§ GIVEN INSTRUCTION:
Convert each line of the items below into a numbered list, omitting any blank lines.

§ THE RECORDS:
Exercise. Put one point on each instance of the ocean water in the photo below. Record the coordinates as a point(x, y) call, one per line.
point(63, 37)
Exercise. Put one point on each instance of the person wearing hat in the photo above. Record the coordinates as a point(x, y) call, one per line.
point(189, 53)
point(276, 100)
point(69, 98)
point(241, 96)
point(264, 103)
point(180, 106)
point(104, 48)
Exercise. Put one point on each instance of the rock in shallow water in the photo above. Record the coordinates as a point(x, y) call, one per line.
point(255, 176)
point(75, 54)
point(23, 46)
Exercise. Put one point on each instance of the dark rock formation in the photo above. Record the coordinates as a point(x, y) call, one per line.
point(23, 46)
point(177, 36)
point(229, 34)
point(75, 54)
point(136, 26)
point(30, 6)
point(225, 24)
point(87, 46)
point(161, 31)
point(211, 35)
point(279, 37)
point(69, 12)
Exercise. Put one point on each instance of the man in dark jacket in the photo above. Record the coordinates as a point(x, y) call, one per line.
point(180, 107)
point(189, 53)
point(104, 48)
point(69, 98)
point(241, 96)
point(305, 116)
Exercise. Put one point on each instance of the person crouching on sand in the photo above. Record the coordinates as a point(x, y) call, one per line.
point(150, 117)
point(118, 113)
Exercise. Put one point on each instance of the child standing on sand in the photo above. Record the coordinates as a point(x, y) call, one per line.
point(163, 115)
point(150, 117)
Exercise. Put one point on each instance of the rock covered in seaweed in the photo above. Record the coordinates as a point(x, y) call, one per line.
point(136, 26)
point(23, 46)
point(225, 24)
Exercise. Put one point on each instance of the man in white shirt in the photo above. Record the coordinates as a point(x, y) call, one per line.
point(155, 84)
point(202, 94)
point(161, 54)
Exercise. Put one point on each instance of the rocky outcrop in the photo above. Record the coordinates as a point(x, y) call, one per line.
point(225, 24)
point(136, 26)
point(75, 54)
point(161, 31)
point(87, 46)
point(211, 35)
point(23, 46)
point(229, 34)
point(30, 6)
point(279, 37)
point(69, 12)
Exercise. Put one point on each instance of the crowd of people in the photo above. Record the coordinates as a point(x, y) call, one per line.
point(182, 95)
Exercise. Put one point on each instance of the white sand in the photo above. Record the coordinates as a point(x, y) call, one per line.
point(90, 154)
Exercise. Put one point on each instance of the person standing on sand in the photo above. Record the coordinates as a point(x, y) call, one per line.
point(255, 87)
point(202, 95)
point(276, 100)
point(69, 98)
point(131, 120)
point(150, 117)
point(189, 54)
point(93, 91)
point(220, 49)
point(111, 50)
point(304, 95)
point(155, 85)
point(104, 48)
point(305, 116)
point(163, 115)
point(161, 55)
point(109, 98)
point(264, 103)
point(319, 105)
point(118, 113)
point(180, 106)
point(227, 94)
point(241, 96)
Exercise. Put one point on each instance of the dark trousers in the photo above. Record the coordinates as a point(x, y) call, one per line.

§ COMPLETED EXERCISE:
1. Exercise. Put one point on each instance of the ocean water in the photo below. Record the coordinates as a point(x, y) call, one per line.
2. point(63, 37)
3. Exercise. Put one point on each instance of the person wearing hat in the photo above. Record the coordinates as a point(x, y) call, one per line.
4. point(189, 53)
5. point(276, 100)
6. point(69, 98)
7. point(241, 96)
8. point(264, 103)
9. point(180, 106)
10. point(104, 48)
11. Exercise. Put one point on each instance of the rock in shallow water in the photo above. Record the coordinates as a point(x, y) call, one per line.
12. point(255, 176)
13. point(75, 54)
14. point(23, 46)
15. Exercise. Put one point on each instance of the dark rock formation in the photo above. Record the coordinates as a point(x, y) call, one per line.
16. point(23, 46)
17. point(177, 36)
18. point(229, 34)
19. point(75, 54)
20. point(136, 26)
21. point(30, 6)
22. point(225, 24)
23. point(87, 46)
24. point(161, 31)
25. point(211, 35)
26. point(279, 37)
27. point(69, 12)
28. Exercise. Put one point on each instance of the man in dark jacket in the photo above. Record the coordinates as a point(x, y) call, one per line.
29. point(180, 107)
30. point(189, 53)
31. point(104, 48)
32. point(69, 98)
33. point(241, 96)
34. point(305, 116)
35. Exercise. Put one point on each instance of the person crouching on sand in the photo above. Record the coordinates as a point(x, y) call, one per line.
36. point(150, 117)
37. point(118, 113)
38. Exercise. Put one point on each instance of the child standing on sand in the photo above. Record the coordinates as a point(x, y) call, one per line.
39. point(163, 115)
40. point(150, 117)
41. Exercise. Put one point on each instance of the rock covered in seaweed in the photo above. Record the coordinates as a point(x, y) call, one per line.
42. point(136, 26)
43. point(23, 46)
44. point(225, 24)
45. Exercise. Put one point on each instance of the man in white shirt in the photo above. Record the coordinates as a point(x, y) call, one per line.
46. point(155, 84)
47. point(202, 94)
48. point(161, 54)
49. Exercise. Put one point on each instance of the rocky outcrop in the photo above. Record the coordinates as a point(x, y) call, one per line.
50. point(225, 24)
51. point(136, 26)
52. point(75, 54)
53. point(161, 31)
54. point(87, 46)
55. point(211, 35)
56. point(23, 46)
57. point(229, 34)
58. point(30, 6)
59. point(279, 37)
60. point(69, 12)
61. Exercise. Put one point on each instance of the crowd of people in the photo above. Record the coordinates as a point(x, y) call, one per line.
62. point(182, 95)
63. Exercise. Put one point on each instance of the white sand in the photo above. Record the coordinates as a point(x, y) call, one per line.
64. point(90, 154)
65. Exercise. Put one point on each instance of the person standing on sand in the photo above. Record the coordinates as a point(x, y) call, one per line.
66. point(255, 87)
67. point(202, 95)
68. point(276, 100)
69. point(69, 98)
70. point(131, 120)
71. point(150, 117)
72. point(189, 54)
73. point(93, 91)
74. point(220, 49)
75. point(111, 50)
76. point(304, 95)
77. point(155, 85)
78. point(104, 48)
79. point(305, 116)
80. point(163, 115)
81. point(161, 55)
82. point(109, 98)
83. point(264, 103)
84. point(319, 105)
85. point(118, 113)
86. point(180, 106)
87. point(227, 94)
88. point(241, 96)
89. Exercise. Put one point on each instance of the dark trousers in the photo above. Record the coordinates as a point(x, y) call, one per line.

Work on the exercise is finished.